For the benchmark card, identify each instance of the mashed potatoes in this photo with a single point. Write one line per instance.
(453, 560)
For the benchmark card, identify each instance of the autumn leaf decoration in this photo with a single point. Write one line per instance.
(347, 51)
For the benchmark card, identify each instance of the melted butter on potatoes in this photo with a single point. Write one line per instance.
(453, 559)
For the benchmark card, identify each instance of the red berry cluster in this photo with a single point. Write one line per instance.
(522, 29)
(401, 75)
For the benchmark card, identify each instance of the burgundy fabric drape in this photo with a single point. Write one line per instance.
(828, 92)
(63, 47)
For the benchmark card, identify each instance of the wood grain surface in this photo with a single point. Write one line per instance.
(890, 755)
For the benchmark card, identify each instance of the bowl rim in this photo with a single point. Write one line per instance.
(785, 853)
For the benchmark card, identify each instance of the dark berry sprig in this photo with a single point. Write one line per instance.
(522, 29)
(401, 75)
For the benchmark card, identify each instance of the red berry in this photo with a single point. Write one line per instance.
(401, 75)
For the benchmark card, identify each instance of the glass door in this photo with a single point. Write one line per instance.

————————

### GOAL
Return, word for word, every line from the line with "For the benchmark card, identify each instance of the melted" to the final line of the data.

### TASK SOLUTION
For the benchmark card, identify each instance of the melted butter on potatoes in this photo with a single point. Write one line per instance.
(453, 559)
For the benchmark card, identify each instance of the red berry cluster in this photo with a single point. Write one line per instance.
(522, 29)
(401, 75)
For the benchmark card, identify each instance of the burgundy fabric drape in this photo with a single point. Write one line per instance.
(828, 92)
(63, 47)
For the benchmark card, identify each instance of the wood grain surface in this photo with a single point. Write one line per instance.
(890, 755)
For the benchmark card, identify each instance of the bowl rim in this photo with a single point. Write one line per instance.
(785, 853)
For the benchmark card, identify each instance of the dark berry sprig in this photo with a single point. Write one line per instance.
(522, 29)
(401, 75)
For the benchmark card, identify each instance of the red berry in this photo with a single point. Write one line per instance.
(401, 75)
For the benchmark card, identify each instance of the glass door in this photo with a single point. Write one line per instance.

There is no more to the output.